-- Start of DATA IN THIS EXERCISE --

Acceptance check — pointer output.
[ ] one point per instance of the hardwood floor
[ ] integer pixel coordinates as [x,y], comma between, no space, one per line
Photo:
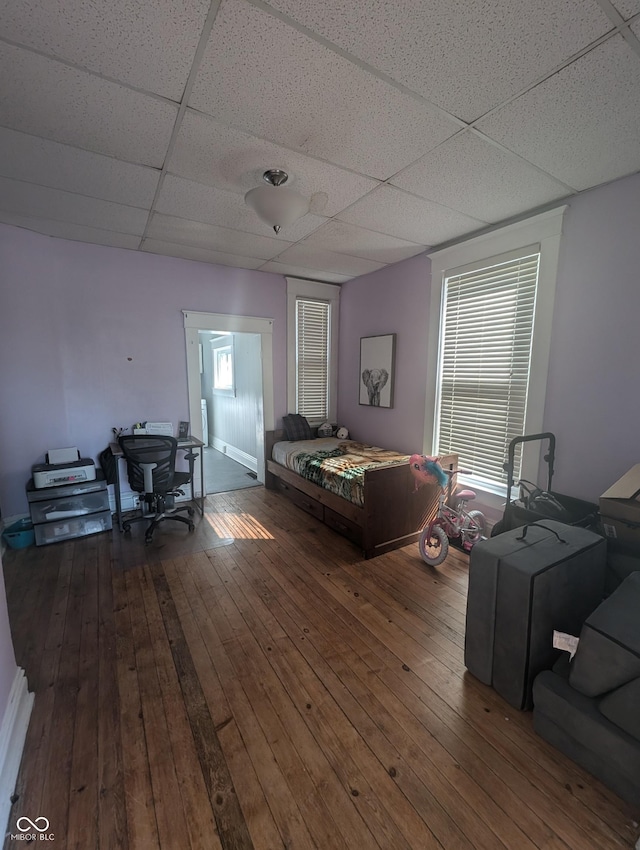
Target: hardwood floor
[255,684]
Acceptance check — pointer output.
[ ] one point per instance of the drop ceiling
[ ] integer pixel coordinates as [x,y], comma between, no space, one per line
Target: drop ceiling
[141,124]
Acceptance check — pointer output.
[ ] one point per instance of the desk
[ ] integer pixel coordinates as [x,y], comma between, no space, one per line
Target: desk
[183,445]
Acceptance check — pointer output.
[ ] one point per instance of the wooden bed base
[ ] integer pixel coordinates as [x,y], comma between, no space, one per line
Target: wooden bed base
[394,512]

-- End of DATA IN THIS EXERCISE --

* WHAT IS ASKED
Could you copy out all of the material above line for line, without changing anything, but leaving out the picture?

* ANSWER TO THIS TASK
Acceptance check — pointer output.
[ ] one point per instance of the hardwood floor
[ ] integer pixel coordinates as [x,y], comma between, no space, one per line
Photo:
Target: hardwood floor
[255,684]
Acceptance check — pointer output.
[ ] one point per instance of the drop ceiling
[ ] integer pixel coordinates as [x,y], comma between, no space, one per line
Target: drop ceiling
[141,124]
Acceptance check — pointer output.
[ ] one point per instance of the desk
[ ] integer pixel coordinates as [x,y], comma between, no space, one per line
Target: desk
[183,445]
Acceptance check — pointer output.
[ ] one point per instance of the wooden bed base
[ ] integer pixel coordinates as [x,y], comma between, no space, one per line
Target: wooden bed base
[394,512]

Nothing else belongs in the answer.